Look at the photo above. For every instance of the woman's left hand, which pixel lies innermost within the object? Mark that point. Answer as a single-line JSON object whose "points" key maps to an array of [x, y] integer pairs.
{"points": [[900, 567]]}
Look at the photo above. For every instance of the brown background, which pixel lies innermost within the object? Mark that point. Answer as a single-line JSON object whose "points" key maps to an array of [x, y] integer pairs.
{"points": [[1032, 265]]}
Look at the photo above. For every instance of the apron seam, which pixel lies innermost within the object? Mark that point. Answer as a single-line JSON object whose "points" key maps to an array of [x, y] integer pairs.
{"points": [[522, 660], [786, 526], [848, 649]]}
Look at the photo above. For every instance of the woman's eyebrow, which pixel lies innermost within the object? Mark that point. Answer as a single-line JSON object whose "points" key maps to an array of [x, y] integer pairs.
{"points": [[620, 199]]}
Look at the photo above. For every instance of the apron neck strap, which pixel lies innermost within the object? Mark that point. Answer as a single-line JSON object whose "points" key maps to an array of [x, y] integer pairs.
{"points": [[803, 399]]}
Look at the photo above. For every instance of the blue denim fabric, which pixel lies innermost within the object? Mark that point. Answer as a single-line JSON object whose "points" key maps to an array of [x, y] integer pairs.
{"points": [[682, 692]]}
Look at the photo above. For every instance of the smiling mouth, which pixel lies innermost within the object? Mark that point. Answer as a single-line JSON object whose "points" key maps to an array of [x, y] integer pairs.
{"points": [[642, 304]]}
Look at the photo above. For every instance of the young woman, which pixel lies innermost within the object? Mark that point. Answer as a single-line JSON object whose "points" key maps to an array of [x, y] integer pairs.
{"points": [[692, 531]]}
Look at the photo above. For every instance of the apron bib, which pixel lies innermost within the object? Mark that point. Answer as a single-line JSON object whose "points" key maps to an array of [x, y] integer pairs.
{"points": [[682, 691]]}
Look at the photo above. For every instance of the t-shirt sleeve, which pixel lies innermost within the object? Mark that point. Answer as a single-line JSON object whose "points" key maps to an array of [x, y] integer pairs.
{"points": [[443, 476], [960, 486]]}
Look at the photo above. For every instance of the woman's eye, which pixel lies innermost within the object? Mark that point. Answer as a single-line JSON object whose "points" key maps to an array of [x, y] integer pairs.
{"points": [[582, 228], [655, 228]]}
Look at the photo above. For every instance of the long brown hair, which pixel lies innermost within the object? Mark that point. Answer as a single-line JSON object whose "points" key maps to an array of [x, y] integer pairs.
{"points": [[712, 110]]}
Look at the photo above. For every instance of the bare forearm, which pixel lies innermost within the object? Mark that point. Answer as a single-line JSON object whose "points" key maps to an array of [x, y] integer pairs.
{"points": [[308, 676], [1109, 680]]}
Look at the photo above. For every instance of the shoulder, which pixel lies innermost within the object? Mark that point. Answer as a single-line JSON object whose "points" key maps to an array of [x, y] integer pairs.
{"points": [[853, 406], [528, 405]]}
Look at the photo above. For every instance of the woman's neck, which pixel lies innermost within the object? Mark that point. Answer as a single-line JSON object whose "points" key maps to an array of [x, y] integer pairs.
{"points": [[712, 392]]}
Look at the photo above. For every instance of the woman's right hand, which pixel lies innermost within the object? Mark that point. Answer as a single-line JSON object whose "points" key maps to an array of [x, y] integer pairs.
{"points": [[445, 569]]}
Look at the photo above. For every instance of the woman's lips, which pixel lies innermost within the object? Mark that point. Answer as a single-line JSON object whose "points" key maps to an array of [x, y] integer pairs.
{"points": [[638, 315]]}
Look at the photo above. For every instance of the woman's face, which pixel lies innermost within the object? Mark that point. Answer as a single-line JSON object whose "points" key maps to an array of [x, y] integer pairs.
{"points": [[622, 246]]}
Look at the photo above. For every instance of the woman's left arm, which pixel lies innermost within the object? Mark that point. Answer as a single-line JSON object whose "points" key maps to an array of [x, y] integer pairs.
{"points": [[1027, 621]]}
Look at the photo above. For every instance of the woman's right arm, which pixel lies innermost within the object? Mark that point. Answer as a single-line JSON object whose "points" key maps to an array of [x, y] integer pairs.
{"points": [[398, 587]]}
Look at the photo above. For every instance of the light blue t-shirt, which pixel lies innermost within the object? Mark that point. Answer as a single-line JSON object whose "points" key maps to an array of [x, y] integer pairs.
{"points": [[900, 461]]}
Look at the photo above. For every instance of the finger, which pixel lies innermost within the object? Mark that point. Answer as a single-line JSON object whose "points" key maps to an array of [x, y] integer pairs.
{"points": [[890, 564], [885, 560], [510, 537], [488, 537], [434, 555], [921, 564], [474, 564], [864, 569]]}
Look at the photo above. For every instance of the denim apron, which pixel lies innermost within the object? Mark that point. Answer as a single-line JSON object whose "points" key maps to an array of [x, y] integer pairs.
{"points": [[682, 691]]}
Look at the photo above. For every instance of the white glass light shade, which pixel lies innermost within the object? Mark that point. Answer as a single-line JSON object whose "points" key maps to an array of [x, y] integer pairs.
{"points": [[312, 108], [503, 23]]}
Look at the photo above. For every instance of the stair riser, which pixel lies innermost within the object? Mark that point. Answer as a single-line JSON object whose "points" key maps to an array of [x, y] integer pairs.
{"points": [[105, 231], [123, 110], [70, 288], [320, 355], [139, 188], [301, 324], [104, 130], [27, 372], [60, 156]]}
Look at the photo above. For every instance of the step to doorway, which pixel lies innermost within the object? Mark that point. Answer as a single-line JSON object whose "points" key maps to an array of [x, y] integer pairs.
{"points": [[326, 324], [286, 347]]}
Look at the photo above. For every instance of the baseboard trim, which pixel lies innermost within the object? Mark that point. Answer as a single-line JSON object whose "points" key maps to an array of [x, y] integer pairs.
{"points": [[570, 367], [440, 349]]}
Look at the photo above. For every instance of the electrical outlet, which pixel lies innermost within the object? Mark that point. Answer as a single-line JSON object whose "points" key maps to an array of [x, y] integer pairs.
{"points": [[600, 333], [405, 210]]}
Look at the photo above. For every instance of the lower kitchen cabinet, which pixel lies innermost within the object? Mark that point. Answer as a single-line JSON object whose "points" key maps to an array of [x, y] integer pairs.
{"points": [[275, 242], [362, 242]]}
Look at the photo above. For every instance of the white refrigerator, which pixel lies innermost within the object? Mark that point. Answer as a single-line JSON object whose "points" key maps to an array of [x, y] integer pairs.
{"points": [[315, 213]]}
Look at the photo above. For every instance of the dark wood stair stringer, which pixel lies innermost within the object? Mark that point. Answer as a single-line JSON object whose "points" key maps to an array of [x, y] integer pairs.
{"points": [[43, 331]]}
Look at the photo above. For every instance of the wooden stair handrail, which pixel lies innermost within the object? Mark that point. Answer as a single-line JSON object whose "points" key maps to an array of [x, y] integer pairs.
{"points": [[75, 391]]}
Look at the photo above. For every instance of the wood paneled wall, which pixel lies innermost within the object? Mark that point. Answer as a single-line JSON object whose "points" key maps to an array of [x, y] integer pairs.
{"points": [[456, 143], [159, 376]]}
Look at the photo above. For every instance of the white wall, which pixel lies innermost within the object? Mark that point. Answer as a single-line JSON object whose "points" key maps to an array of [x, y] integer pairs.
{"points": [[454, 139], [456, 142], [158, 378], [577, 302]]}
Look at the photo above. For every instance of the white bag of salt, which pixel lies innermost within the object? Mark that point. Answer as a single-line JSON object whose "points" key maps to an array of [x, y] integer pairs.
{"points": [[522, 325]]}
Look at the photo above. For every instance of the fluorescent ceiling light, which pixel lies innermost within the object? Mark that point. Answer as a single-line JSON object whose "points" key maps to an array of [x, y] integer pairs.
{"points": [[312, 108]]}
● ● ● ● ●
WHAT IS REQUIRED: Repeat the entries exactly as they appear.

OUTPUT:
Look at the photo above. For every instance of the woman's left hand, which pixel lies innermost within the object? Mark that point. Answer as a single-line JSON object whose "points" key maps to an array of [x, y] integer pairs.
{"points": [[900, 567]]}
Look at the photo above. For every instance of the brown background, which pixel lies innermost within the object? Mark that point. Answer as a single-line JSON object whose "points" key maps to an array of [x, y] integer pairs.
{"points": [[1032, 265]]}
Look at the photo above. For every instance of the apron seam, which pixel lies innermost within the object? Mark that point. Answer as a single-line JSON object whose "points" key maps to an array of [x, y] integer pairs.
{"points": [[522, 660], [786, 526], [848, 649]]}
Look at the photo above. For every instance of the woman's eyebrow, which pixel lies innermost within the object? Mark that point. Answer as a single-line JSON object whose "points" key maps to an array of [x, y] integer pairs.
{"points": [[620, 199]]}
Look at the photo above. For every instance of the apron neck strap, which pixel lies innermost within the object? Mark that point. Answer as a single-line JSON object whose "points" key maps to an array of [x, y] integer pairs.
{"points": [[803, 399]]}
Look at the photo above. For every instance of the blue denim fabric, which pixel lies innermost within the object? Mark that point. Answer as a single-line JSON object whose "points" key maps to an array of [x, y] integer pairs.
{"points": [[682, 692]]}
Look at the photo above. For every instance of the smiling mouth, which pixel lies innermost within the object? Mark that point. Answer as a single-line JSON object whose "points" key maps to an array of [x, y] integer pairs.
{"points": [[642, 304]]}
Look at the photo above. For every instance of the young woman, which pixel lies innermost within the object? Mark that point. Answer as a single-line JSON object whose "points" key maps to an array of [x, y] integer pairs.
{"points": [[692, 531]]}
Look at the photo above. For every instance of the apron bib, which pixel lies innermost within the object? Mark that point. Answer as a single-line JSON object whose "points" key maps to an array of [x, y] integer pairs.
{"points": [[682, 691]]}
Look at the photo above. For every instance of the t-shirt sleeve, which pixel lies innermost within the object? Mark that point. Answer as a single-line JSON object whose "points" key maps to an array of [x, y] integer pairs.
{"points": [[443, 476], [960, 486]]}
Look at the photo above. For every instance of the woman's eye, which pixel lies innermost within the object? Mark that point. Answer as a single-line JSON object whose "points" key maps to an array of [x, y] integer pairs.
{"points": [[582, 228], [655, 228]]}
Look at the photo above. For every instance of the long brown hair, which pixel lies innermost within the object? Mark that point. Answer as a single-line JSON object whose "points" key maps to an array of [x, y] integer pairs.
{"points": [[712, 110]]}
Look at the photo above. For every instance of the bare forearm, which pixel lies innermost within the object? Mark that point. Answer as a single-line JSON object whose "points" key maps to an array of [x, y] integer pairs.
{"points": [[308, 676], [1109, 680]]}
Look at the photo above. For every instance of the shoulder, which pixel lies innermost within the object? Mark that point. Answer as a single-line JSON object whose "points" key maps to an array of [x, y] integer pairs.
{"points": [[853, 406], [528, 405]]}
Look at the photo above. For every instance of the woman's neck, which pixel lies innermost within the object? Mark that point. Answer as a single-line JSON object whose "points" key maps to an array of [x, y] integer pairs.
{"points": [[712, 392]]}
Look at the photo above. For every instance of the woman's right hand, which pixel lies innermost within the object? Mark that point. Answer as a single-line JSON object whose "points" key maps to an array of [x, y] integer pairs.
{"points": [[445, 569]]}
Look at the photo above. For every instance of the woman's lips, which pixel lies innermost within the object? Mark that point. Answer as a single-line JSON object whose "points" key maps to an array of [x, y] integer pairs.
{"points": [[638, 315]]}
Look at the photo above. For every instance of the woman's face, which pixel lies innermost within the object? Mark that point. Answer as a single-line JSON object whose "points" key maps to an array of [x, y] integer pairs.
{"points": [[622, 246]]}
Look at the photo above. For every instance of the woman's left arm, which pixel lies innermost within the object? Mark that point. Answer as a single-line JSON object whose "points" key maps to an array of [x, y] integer pairs.
{"points": [[1027, 621]]}
Look at the photo above. For every instance of the woman's right arm, which pixel lies innermost within the object? Mark that point. Answer as a single-line JSON object whose "points" key maps to an array of [x, y] integer pairs.
{"points": [[398, 587]]}
Look at the photo above. For every instance of the light blue t-shirt, which pixel lies innermost within the object? Mark that point. Answer as a single-line JSON object whose "points" key maps to an array of [x, y] integer pairs.
{"points": [[900, 461]]}
Look at the photo above. For every instance of the finger, which pixel lies innermost within the object? Mark that point. Answer as a single-line JSON object whose "points" key maps to an array of [x, y] integer pairs.
{"points": [[890, 564], [885, 560], [510, 537], [488, 537], [434, 555], [921, 564], [474, 564], [864, 569]]}
Look at the photo above. For every instance of the denim apron, which pixel lies innermost within the object? Mark that point. Answer as a single-line JSON object whose "points" key maps to an array of [x, y] integer pairs.
{"points": [[682, 691]]}
Look at the photo above. For every instance of the white glass light shade, which pixel lies innermost within the object? Mark that point. Answer as a single-line JSON object whose "points" key maps to an array of [x, y] integer pairs.
{"points": [[312, 108], [503, 23]]}
Look at the photo above. For every instance of the stair riser, which pixel lies innermost within the object? Mark that point. Answer as a single-line JSON object whose "points" key maps to an array of [x, y] integer pairs.
{"points": [[105, 231], [123, 110], [70, 288], [320, 355], [139, 188], [301, 324], [104, 130], [27, 372], [60, 156]]}
Look at the photo above. For every instance of the step to doorway, which pixel lies innermost within the object? Mark that point. Answer as a single-line JSON object whose "points" key maps to an array of [x, y] integer pairs.
{"points": [[326, 324], [286, 347]]}
Look at the photo above. For every instance of the baseboard trim, which pixel lies innermost within the object? Mark that point. Answer as a single-line JSON object whose "points" key maps to an array of [x, y] integer pairs.
{"points": [[570, 367], [440, 349]]}
Look at the photo above. For every instance of the electrical outlet, which pixel lies innermost within the object? Mark that point. Answer as a single-line JSON object whose "points" key maps to an array of [x, y] integer pairs.
{"points": [[600, 333], [405, 210]]}
Look at the photo above. For every instance of the lower kitchen cabinet, which pixel lies innermost within the object? Mark that point. Answer as a single-line JSON object whose "points" key maps to an array of [x, y] integer pairs.
{"points": [[275, 242], [362, 242]]}
Look at the photo above. For every instance of the white refrigerator, which pixel lies innermost within the object? Mark that point. Answer as a single-line JSON object whose "points" key maps to an array of [x, y] integer pairs.
{"points": [[315, 213]]}
Look at the photo above. For every instance of the dark wood stair stringer, which pixel lies innermost within the object? Mark that point. Answer as a single-line JSON object whose "points" key maps to an array of [x, y] integer pairs.
{"points": [[43, 331]]}
Look at the photo above. For every instance of the wooden stair handrail, which pixel lies innermost within the object? Mark that point. Answer as a single-line JSON object whose "points" key maps to an array of [x, y] integer pairs.
{"points": [[75, 391]]}
Look at the photo above. For every instance of the wood paneled wall, which pixel lies innermost within the object? Mark that point. Answer as a single-line JSON object whose "points" key maps to an array of [x, y] integer pairs.
{"points": [[456, 143], [159, 376]]}
Look at the photo above. For every instance of the white wall, which pixel lies innermost within the object? Mark that point. Answer as a single-line JSON object whose "points" key maps to an array of [x, y] integer pairs.
{"points": [[454, 139], [456, 142], [158, 378], [577, 302]]}
Look at the photo above. For every instance of the white bag of salt, which pixel lies innermost within the object? Mark that point. Answer as a single-line JSON object whose "points" key maps to an array of [x, y] integer pairs.
{"points": [[522, 325]]}
Look at the photo above. For every instance of the fluorescent ceiling light, which pixel lies innermost within the object? Mark that point. Answer as a single-line JSON object whose "points" key maps to an array of [x, y] integer pairs.
{"points": [[312, 108]]}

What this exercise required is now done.